• _Do this_
Could you rewrite the listing below, starting at the line that contains "Point out every instance of the tree" and ending at the end of the listing, substituting "stone wall" for "limestone masonry" and leaving everything else unchanged?
--*--
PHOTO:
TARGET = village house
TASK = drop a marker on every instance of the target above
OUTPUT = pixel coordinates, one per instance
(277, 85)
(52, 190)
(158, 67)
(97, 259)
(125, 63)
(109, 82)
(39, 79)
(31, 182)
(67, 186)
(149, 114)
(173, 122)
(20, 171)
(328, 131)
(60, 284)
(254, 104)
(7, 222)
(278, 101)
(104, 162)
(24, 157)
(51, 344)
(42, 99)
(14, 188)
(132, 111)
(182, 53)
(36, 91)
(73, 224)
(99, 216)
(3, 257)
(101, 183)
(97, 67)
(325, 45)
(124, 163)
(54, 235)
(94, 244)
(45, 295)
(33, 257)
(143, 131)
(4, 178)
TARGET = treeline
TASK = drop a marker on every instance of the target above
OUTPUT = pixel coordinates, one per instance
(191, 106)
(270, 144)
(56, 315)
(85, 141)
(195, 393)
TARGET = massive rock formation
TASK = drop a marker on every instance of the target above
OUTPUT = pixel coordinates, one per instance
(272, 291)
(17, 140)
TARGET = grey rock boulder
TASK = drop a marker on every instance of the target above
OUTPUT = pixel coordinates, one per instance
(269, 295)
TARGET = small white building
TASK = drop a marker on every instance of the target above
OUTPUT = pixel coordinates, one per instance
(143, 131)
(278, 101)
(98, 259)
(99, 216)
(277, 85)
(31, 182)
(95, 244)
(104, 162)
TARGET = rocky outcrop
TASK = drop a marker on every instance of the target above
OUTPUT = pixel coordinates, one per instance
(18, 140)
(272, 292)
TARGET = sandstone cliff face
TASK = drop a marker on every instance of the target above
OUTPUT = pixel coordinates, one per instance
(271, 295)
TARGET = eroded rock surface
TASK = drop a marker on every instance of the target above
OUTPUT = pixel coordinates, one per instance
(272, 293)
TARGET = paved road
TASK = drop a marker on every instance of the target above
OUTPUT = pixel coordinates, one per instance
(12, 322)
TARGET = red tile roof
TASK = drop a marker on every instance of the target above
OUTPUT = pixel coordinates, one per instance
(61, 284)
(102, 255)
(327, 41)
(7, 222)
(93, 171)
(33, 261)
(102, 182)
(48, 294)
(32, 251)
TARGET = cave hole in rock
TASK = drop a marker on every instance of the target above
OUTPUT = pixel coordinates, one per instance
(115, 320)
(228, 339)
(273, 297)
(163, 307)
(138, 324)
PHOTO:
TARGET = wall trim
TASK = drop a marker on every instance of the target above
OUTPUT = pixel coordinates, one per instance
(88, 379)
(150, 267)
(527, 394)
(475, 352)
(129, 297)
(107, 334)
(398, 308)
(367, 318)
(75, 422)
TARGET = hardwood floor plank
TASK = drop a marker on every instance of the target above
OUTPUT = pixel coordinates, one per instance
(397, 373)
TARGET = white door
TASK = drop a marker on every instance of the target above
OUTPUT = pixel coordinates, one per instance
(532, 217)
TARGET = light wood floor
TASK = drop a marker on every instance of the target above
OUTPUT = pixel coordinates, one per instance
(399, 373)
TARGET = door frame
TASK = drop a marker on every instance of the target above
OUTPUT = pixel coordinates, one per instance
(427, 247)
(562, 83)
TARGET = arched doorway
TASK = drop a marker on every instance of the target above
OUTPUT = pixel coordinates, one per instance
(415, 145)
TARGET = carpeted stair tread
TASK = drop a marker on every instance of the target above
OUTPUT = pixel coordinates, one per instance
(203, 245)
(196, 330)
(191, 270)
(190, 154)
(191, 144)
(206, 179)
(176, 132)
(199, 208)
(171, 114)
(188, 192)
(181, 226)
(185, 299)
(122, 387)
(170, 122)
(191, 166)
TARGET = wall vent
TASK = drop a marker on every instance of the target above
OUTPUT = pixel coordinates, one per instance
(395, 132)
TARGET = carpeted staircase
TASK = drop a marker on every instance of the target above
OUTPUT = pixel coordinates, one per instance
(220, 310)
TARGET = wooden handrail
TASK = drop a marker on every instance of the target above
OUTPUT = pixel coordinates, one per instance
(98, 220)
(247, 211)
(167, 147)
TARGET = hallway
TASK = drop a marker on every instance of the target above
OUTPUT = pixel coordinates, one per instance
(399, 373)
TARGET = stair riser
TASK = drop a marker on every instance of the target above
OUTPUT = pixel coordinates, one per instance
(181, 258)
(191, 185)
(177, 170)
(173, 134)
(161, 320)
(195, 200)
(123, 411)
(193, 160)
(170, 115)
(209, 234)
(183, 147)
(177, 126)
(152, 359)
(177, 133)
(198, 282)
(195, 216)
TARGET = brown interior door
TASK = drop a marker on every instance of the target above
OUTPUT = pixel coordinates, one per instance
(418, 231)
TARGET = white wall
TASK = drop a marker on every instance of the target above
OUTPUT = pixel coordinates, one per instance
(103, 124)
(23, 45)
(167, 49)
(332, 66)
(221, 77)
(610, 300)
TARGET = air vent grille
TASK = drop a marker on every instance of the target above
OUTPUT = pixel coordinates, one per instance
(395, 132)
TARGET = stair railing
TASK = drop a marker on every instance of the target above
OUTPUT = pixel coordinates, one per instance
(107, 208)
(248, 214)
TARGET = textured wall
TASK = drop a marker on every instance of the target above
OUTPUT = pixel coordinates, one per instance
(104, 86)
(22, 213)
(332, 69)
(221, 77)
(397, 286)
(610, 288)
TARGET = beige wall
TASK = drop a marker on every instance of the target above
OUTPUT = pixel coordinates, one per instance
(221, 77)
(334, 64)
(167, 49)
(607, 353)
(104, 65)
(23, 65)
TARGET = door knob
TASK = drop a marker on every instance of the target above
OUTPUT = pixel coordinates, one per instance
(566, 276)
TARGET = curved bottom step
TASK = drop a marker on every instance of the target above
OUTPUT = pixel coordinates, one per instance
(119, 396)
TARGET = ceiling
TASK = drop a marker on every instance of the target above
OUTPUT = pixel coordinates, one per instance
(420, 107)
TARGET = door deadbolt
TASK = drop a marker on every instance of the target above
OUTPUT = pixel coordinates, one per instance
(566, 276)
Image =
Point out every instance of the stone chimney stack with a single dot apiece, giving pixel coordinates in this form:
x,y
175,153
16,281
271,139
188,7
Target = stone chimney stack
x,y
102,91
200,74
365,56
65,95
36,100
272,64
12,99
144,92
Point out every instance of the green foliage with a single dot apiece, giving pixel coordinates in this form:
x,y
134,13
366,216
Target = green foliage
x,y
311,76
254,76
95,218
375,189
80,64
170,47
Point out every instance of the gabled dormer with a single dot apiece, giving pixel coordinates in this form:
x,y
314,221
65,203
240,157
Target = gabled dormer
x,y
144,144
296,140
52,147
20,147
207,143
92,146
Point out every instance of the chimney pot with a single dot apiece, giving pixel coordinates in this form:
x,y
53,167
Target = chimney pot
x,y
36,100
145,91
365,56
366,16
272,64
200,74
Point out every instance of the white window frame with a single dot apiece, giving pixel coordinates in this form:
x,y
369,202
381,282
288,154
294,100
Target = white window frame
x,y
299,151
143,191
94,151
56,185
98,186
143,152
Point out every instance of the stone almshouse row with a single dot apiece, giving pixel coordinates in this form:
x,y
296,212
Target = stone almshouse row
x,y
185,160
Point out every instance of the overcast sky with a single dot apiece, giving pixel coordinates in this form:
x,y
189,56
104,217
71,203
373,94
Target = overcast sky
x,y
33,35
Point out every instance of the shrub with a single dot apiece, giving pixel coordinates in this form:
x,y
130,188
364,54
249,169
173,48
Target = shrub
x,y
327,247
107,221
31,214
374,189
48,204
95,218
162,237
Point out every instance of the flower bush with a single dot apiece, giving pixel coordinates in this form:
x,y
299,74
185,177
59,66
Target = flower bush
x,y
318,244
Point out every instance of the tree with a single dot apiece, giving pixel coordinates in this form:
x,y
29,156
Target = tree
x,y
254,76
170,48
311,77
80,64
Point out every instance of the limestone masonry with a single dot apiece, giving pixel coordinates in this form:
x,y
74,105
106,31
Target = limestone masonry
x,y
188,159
--*--
• _Solution_
Point out every instance of the tree with a single dot apiece, giving pixel coordinates in this form:
x,y
29,156
Target = tree
x,y
254,76
170,48
311,77
80,64
Point out every instance of the stone wall with a single dot apiece, giving pixel coordinates in this form:
x,y
74,105
106,31
Target = stone wall
x,y
188,159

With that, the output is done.